### Work to do
Render the records as a numbered list, from the first line through the line that contains "411, 628, 439]]", both included. Leave out any blank lines.

- - -

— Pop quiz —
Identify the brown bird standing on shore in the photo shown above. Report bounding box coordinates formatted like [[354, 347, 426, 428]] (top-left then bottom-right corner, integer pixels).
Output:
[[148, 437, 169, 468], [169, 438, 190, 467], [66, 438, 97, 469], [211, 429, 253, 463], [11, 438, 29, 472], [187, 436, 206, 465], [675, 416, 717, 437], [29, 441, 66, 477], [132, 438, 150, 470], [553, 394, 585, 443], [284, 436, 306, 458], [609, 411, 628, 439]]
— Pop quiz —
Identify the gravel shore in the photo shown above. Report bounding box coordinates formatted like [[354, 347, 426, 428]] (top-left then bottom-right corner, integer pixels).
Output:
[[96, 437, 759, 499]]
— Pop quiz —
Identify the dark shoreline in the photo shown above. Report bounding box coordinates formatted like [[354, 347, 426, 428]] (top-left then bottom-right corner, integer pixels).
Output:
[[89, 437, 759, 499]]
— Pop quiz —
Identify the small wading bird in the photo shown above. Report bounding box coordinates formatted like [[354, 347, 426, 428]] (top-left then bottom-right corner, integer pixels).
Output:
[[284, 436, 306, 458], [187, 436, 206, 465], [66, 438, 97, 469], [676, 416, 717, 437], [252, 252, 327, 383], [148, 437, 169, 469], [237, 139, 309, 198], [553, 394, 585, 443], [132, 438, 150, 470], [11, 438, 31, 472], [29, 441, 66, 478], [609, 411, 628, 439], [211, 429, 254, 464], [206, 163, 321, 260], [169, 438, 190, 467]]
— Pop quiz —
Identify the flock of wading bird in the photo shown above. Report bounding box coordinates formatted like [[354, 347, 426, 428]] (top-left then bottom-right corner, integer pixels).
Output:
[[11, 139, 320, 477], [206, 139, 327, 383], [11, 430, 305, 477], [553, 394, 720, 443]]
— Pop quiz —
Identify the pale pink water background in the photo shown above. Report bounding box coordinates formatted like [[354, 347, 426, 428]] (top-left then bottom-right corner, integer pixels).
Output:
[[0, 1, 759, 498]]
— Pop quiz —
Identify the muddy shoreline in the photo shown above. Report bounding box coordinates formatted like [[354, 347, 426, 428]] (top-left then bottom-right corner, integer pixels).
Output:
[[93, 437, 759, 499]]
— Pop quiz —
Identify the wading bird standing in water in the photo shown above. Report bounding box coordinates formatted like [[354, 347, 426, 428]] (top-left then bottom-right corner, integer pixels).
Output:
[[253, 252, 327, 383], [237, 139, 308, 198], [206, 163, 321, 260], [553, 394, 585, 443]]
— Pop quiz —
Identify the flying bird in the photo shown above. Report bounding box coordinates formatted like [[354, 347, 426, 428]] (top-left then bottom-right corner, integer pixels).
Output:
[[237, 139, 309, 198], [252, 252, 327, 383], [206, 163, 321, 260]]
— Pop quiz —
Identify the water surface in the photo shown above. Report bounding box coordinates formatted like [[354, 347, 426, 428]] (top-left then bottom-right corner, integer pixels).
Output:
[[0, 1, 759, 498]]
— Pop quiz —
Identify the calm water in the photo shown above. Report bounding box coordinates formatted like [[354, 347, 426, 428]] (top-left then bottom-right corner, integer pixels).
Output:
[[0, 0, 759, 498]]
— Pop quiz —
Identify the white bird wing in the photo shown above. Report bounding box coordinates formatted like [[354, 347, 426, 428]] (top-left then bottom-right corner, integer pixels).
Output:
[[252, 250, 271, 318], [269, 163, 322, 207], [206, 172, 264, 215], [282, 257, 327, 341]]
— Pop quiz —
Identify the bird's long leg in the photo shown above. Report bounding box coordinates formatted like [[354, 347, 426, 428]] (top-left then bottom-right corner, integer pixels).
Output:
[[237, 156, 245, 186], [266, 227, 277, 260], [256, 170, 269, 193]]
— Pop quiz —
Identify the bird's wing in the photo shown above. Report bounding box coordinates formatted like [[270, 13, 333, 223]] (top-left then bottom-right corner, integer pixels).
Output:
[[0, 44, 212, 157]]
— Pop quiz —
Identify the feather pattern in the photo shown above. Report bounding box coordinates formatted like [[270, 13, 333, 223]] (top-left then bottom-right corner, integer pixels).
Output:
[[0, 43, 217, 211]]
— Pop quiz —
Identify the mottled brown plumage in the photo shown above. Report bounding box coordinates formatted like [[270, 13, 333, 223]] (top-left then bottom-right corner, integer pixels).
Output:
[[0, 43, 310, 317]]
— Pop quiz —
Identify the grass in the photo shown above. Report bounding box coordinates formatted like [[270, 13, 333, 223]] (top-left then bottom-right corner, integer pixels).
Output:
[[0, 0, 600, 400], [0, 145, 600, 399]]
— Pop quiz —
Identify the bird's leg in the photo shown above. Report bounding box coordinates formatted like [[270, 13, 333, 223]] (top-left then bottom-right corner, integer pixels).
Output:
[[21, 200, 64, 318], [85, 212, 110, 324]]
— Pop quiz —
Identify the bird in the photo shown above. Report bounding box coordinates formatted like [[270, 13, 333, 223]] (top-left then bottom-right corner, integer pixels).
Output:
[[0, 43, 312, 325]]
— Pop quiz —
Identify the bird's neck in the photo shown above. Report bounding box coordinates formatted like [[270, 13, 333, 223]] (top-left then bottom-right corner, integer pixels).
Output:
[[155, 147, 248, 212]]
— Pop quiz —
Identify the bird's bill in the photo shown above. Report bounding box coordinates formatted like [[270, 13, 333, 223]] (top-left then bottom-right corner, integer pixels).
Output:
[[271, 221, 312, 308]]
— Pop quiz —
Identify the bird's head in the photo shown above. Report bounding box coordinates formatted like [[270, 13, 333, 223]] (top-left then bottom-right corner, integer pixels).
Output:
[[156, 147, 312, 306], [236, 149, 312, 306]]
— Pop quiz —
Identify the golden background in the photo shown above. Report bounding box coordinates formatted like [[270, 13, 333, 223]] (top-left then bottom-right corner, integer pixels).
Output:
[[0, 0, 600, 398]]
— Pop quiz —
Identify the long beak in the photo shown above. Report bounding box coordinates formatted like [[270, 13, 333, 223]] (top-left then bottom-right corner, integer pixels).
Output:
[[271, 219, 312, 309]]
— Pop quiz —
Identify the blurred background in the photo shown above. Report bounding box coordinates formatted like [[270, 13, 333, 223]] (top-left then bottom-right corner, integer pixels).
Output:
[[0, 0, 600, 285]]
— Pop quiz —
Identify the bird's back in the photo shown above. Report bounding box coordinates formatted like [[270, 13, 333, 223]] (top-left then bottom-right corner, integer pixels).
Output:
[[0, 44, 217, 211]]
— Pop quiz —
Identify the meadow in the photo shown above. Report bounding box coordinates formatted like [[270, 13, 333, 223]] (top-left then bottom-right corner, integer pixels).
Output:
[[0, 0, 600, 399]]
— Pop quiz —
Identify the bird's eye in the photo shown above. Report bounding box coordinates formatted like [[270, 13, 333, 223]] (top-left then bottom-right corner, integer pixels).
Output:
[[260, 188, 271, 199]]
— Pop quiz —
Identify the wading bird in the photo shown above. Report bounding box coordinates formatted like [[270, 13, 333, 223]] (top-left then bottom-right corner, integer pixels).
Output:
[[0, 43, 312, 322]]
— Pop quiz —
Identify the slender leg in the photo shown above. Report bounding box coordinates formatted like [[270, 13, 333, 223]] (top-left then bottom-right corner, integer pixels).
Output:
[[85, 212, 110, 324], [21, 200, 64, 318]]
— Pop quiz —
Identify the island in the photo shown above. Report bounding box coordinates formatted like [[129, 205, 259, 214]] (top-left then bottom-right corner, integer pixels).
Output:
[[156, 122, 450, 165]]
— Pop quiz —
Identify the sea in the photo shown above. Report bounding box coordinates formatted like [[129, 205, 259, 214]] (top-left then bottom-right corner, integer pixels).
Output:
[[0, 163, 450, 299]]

- - -

### Task response
1. — Pop quiz —
2. Identify the brown bird standing on shore in the photo shown above. Report bounding box coordinates formatted like [[354, 347, 426, 428]] (top-left then bottom-right corner, integer pixels).
3. Output:
4. [[148, 437, 169, 468], [169, 438, 190, 467], [66, 438, 97, 469], [211, 429, 253, 463], [11, 438, 29, 472], [187, 436, 206, 465], [675, 416, 717, 437], [29, 441, 66, 477], [132, 438, 150, 470], [553, 394, 585, 443], [284, 436, 306, 458], [609, 411, 628, 439]]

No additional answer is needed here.